## Selected passage
+---+
Tuesday, February 5, 2013

Scala vs. Haskell vs. Python

Functional programming is on the upswing, but should you bet your career on it, or is it a short-lived technology fad?

I have long wanted to use functional programming professionally and for the last year I have. Mainly Scala, written in Haskell style, plus some real Haskell programming.

Here is my impression of Scala and Haskell compared to my benchmark language, Python.


Scala

Scala is a functional object oriented hybrid language running on the JVM. It was created by Martin Odersky in 2003. Scala took Java / JVM and organized it nicely according to a few orthogonal principles.
Working in Scala has been a pleasure, there is a lot to like:
  • You have easy access to the giant world of Java libraries
  • Lot of libraries written for Scala
  • Very fast only 2 to 3 time slower than C
  • Big ecosystem
  • Easy to define a DSL in Scala so you can do everything in Scala
  • Very advanced type system
  • Adapted in the industry by: Twitter, LinkedIn, Foursquare, ...
  • Scala is the most adapted functional language
  • Web frameworks: Play, Scalatra, any kind of Java Servlets
  • Scalding: a very nice framework for Hadoop programming
  • Akka: an Erlang style actor system
  • Mixin composition
  • Good GUI with Swing and JavaFX
  • SBT the best build tool I have used
  • Scala is a full stack multi purpose language

Issues

  • It is very complex
  • It is a kitchen sink language
  • Confusing to keep Scala collections and parallel Java collections apart

Eclipse Plugin Scala IDE for Eclipse




The Scala Eclipse plugin is very solid, but not quite as good as the fantastic Java support.

  • Syntax highlighting
  • Code completion
  • Debugger
  • Shows compile errors with explanation
  • Rudimentary refactoring
  • Jump to definition


Monad and Applicative Functor

Two very important concepts in functional programming are monad and applicative functor.

The best reference I found was: Learn You a Haskell for a Great Good!.

A monad gives you simple ways of composing different operations. First it seems like an odd principle. Understanding monad took me several months.

In UNIX and OS X you can create complex program by piping simple commands together. A monad generalizes this a lot.
+---+
## Set task 1
Answer these questions from the blog post, marking each answer (a), (b), (c):
(a) Who created Scala, and in what year?
(b) Which build tool is named as the best one the writer has used?
(c) How long did it take the writer to understand monad?
The records have nothing to do with the blog post.
+---+
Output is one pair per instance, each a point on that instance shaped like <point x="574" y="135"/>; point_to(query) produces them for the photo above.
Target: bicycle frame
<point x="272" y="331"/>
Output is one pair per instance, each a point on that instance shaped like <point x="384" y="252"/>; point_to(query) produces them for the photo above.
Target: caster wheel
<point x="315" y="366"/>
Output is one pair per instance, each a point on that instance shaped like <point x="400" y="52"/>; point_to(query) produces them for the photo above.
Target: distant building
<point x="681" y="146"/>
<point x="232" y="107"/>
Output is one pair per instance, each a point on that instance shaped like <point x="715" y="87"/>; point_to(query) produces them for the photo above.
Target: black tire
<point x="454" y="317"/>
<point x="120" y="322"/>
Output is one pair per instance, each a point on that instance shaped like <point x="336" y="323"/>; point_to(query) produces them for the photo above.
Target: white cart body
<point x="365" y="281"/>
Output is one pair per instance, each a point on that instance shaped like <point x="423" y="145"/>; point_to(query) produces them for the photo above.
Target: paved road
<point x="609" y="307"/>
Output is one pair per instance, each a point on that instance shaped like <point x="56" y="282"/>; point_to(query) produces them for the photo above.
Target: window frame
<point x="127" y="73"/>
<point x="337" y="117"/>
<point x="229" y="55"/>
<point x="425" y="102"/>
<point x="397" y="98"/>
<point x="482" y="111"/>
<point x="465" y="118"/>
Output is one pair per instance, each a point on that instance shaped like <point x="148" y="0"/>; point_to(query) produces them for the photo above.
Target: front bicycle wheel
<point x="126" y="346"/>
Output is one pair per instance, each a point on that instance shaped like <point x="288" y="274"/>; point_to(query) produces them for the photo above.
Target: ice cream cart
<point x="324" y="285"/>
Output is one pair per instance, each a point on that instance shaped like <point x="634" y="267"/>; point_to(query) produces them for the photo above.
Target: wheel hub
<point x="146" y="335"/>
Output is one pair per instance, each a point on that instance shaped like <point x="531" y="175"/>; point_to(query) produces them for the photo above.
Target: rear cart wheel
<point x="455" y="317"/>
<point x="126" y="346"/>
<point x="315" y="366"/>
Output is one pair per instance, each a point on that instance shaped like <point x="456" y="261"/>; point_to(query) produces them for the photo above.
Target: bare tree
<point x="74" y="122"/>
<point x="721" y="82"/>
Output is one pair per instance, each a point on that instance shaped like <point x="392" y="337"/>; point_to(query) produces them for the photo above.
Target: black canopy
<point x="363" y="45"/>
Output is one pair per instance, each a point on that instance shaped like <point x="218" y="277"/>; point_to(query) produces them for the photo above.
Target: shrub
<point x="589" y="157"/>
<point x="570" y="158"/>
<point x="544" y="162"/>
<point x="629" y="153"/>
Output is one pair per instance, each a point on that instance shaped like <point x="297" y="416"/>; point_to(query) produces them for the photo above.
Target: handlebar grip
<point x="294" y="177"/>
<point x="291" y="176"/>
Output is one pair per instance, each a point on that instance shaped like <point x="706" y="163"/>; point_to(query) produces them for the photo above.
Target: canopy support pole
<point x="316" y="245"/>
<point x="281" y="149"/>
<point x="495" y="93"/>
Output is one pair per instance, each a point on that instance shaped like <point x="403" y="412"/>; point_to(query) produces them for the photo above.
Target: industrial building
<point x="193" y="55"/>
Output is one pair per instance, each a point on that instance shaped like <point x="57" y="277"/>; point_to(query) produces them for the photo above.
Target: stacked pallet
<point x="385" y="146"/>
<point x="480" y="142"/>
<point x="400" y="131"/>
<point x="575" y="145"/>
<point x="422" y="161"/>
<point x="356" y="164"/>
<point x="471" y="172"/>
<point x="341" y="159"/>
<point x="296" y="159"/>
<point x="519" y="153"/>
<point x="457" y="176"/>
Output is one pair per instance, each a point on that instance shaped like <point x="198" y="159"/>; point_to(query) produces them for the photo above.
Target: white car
+---+
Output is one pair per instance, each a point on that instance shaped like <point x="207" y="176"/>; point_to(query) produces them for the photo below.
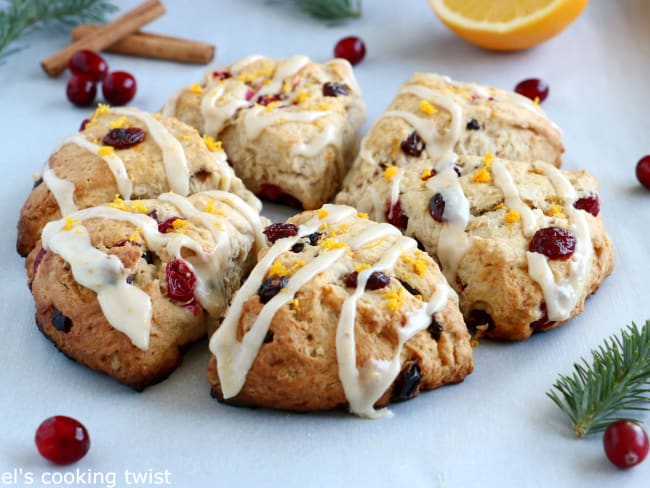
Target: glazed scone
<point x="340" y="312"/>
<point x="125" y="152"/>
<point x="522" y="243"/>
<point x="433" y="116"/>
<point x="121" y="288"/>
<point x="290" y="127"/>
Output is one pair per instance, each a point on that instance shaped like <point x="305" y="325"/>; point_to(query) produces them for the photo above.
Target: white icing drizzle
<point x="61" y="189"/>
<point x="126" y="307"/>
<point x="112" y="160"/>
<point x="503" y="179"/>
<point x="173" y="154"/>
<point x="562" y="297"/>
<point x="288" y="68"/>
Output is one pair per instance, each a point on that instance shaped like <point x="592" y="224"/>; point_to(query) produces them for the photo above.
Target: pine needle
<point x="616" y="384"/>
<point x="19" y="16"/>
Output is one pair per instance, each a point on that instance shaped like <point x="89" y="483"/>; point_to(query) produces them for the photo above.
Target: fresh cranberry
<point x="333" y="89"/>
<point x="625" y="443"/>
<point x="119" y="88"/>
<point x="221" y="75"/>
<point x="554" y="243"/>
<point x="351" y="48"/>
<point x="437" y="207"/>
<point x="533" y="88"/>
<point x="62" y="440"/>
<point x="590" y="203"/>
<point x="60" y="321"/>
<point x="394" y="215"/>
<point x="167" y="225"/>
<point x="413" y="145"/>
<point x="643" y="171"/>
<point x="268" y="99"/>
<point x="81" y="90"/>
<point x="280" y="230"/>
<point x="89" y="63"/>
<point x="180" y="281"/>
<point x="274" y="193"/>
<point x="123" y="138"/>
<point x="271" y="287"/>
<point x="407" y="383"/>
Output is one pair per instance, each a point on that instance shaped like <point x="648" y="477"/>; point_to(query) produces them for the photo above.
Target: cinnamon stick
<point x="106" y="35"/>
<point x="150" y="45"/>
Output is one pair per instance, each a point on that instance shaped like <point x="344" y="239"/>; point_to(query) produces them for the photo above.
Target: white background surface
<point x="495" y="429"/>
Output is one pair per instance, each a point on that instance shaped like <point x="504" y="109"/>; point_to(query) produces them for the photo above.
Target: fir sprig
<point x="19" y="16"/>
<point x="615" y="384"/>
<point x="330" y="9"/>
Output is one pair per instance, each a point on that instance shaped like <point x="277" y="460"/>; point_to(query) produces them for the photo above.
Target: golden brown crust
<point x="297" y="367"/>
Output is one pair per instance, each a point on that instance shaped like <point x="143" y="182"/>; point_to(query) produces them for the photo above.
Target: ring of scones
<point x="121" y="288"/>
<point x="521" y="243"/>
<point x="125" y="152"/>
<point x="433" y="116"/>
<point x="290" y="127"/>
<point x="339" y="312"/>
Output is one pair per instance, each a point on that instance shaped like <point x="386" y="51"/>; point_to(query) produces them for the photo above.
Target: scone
+---+
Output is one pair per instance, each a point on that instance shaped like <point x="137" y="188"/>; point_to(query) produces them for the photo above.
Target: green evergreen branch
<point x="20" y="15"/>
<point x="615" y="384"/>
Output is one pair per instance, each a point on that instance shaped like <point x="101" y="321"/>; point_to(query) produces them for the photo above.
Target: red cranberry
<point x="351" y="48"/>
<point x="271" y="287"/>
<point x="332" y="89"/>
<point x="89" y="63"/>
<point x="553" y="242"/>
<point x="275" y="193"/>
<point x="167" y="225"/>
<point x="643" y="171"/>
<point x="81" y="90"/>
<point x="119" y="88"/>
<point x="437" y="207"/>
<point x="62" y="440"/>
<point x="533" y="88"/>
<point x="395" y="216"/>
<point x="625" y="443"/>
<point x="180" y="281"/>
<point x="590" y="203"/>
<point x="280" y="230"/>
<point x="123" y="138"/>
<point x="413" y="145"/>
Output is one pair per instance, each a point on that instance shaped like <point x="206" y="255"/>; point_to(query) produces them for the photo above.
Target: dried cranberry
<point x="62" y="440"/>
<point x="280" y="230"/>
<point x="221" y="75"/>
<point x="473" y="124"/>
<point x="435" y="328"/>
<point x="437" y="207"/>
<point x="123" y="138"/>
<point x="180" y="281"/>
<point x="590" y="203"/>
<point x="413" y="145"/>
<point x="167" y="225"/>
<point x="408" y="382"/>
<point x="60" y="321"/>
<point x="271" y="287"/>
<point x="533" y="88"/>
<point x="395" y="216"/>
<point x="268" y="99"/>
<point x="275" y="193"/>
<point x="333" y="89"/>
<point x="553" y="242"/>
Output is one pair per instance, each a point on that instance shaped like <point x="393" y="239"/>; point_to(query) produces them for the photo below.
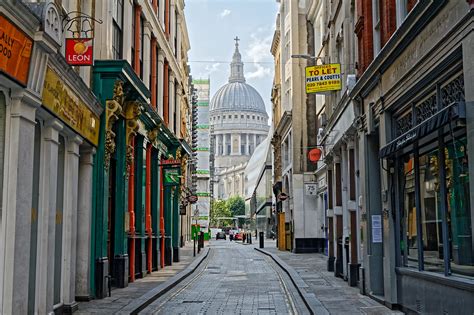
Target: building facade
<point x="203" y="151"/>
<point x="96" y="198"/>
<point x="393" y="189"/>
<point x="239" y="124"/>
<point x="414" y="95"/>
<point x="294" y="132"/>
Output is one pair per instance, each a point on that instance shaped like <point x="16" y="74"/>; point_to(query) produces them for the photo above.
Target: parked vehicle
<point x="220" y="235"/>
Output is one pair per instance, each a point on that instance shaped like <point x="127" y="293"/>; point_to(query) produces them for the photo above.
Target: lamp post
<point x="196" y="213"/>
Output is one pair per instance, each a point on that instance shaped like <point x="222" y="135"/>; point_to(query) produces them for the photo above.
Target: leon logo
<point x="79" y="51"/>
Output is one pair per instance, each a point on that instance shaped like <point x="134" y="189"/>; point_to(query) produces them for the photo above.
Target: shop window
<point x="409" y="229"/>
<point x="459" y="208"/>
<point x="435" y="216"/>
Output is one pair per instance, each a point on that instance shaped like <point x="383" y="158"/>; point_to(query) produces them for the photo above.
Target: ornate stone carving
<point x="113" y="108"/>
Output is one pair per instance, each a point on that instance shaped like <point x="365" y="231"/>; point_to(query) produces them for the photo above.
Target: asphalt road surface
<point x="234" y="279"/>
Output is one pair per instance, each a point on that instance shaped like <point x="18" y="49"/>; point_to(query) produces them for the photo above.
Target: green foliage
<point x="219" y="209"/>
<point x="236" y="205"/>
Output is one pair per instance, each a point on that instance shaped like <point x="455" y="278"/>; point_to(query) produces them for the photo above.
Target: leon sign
+---+
## Set task 2
How many lines of the records contain the string "cart"? Case counts. Reply with the number alone.

## Complete answer 1
(a) Martin Odersky, in 2003.
(b) SBT.
(c) Several months.

## Complete answer 2
3